**Consigne:** Selon l'extrait de page sur les violations commises par le M23, combien de victimes et de témoins les équipes d'enquête ont-elles interrogés dans les zones nouvellement libérées ?

**Extrait de page:**
Le Représentant spécial du Secrétaire général des Nations Unies en RDC, Martin Kobler, a également insisté pour que les auteurs de ces violations des droits de l’homme répondent de leurs actes devant la justice, et a pris note de la nouvelle loi d’amnistie en RDC qui permettra à de nombreux membres du M23 de bénéficier d’une amnistie et de retourner en RDC. « J’appelle les autorités congolaises à bien se préparer afin de recevoir dès que possible dans les meilleurs conditions les ex-combattants du M23 qui pourraient bénéficier de la loi d’amnistie et à faire une application stricte de cette loi selon laquelle les membres du M23 qui se sont rendus coupables de crimes graves tels que le génocide, les crimes contre l’humanité ou les crimes de guerre ne pourront pas être amnistiés ».

Conformément à son mandat, le personnel du BCNUDH a mené des enquêtes sur les violations des droits de l’homme commises dans la province du Nord-Kivu en RDC par des éléments du M23, notamment dans les territoires de Rutshuru et Nyiragongo, dont des parties ont été sous le contrôle effectif des éléments de ce mouvement entre les mois d’avril 2012 et novembre 2013.

Pendant la période d’occupation de ces zones, le personnel du BCNUDH a fait face à diverses difficultés, notamment sécuritaires, pour mener ses enquêtes, mais, en novembre 2013, après la défaite du M23 suite aux combats avec les Forces armées de la République démocratique du Congo (FARDC) appuyées par la MONUSCO, y compris sa Brigade d’Intervention, des équipes d’enquête ont pu être déployées dans les zones nouvellement libérées et y ont interrogé plus de 160 victimes et témoins de violations des droits de l’homme commises par le M23.

Le rapport fait état de plus d’une centaine de civils qui ont été tués par le M23, mais également de pillages et de viols commis par ces derniers, notamment à l’intérieur et à proximité du camp de déplacés de Mugunga et dans le camp Katindo. De nombreux civils, y compris des enfants, ont été également enrôlés de force dans les rangs du M23 et ont subi une formation militaire et idéologique dans les bases militaires établies par le M23, où certains y ont même subi des traitements cruels, inhumains ou dégradants. Un système de taxes obligatoires à payer à chaque barrage routier a été mis en place par le M23, en particulier à Munigi et Rumangabo. Les enquêtes effectuées sur les allégations de violations des droits de l’homme ont révélé que certaines victimes avaient été ciblées par le M23 pour leur collaboration présumée avec d’autres groupes armés ou les militaires des FARDC, des autorités locales, des responsables religieux, ou pour avoir résisté à leur recrutement forcé par le M23.

**Données fournies:**
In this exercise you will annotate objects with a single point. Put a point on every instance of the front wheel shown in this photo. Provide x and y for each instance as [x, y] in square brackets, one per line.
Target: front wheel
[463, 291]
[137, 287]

**Réponse attendue:** Plus de 160 victimes et témoins de violations des droits de l'homme commises par le M23.